- [THE REQUEST]:
Please repeat the stretch of the SerialDoS passage below from "3 Characteristics of" through "traversals and triggers.", changing "DoS attacks" to "denial-of-service attacks".

- [SUPPLIED PASSAGE]:

The problem occurs if root.hashCode() is invoked. The hashCode of HashSet is recursive, i.e., it is computed using the hash values of the elements of the respective sets. This leads to a computation that is exponential in depthN.

The first enabling property for this attack is the shape of the data structure, forming a network of cross-referencing parent-child relationships, where each child node is referenced by more than one (in this case: two) parent objects. The resulting object graph for the listing is shown in Fig. 1. The second ingredient is the recursive method that operates on this structure, hashCode() in this case.

Finally, there must be a way to parse the format to an internal representation with the same topology and trigger the traversal over it. The fact that the method can be reached from the entry point of a program can be statically determined by examining direct paths from the entry point method to the target method in the call graph.

In the case of SerialDoS, the trigger is the deserialisation API. Serialisation is a common attack surface for Java applications as demonstrated by Frohoff et al. [2, 10]. The deserialisation of the HashSet instances encountered in the stream will then invoke hashCode() via a call graph chain from readObject(), and the malicious computation is activated.

Redundant traversals can be solved using dynamic programming in some cases. However, a solution is not available in the case of SerialDoS where it is not a programming defect that gives rise to the vulnerability. In SerialDoS, each method invocation happens within another context (i.e., state of the stack), and for a programmer to cache intermediate results would require knowledge about the state of the heap and stack during each invocation.

Fig. 1.
figure 1

Many-to-many topology in object graphs – each vertex represents an object and an edge represents a reference. Note that parents have two children, but children also have two parents. The graph is abstracted in the sense that intermediate references to elements in java.util.HashSet are not shown.

3 Characteristics of the Vulnerability

In this section, we discuss the three defining characteristics, TTT, needed to craft DoS attacks based on vulnerabilities in code recursively traversing data structures: topologies, traversals and triggers.

3.1 Topologies

In Java-like languages, an instance of a data structure forms a graph of objects as depicted in Fig. 1. An object, parent, references \(child_1\) if \(child_1\) is the value of a field of parent. Often, references are indirect via intermediate objects, in particular arrays or collections. Given an object graph, we are particularly interested in subgraphs formed by objects of some type T, where these objects have more than one predecessor and/or successor of type T. These structures can be described as following a many-to-many pattern.Footnote 4 Examples of this are common in the Java collection library, where, for instance, lists can be elements of multiple other lists.

- [RAW DATA]:
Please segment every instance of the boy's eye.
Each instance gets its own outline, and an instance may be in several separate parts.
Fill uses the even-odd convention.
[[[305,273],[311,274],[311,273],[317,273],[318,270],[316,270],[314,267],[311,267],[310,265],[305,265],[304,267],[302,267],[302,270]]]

- [RESPONSE FOR THIS EXERCISE]:
3 Characteristics of the Vulnerability

In this section, we discuss the three defining characteristics, TTT, needed to craft denial-of-service attacks based on vulnerabilities in code recursively traversing data structures: topologies, traversals and triggers.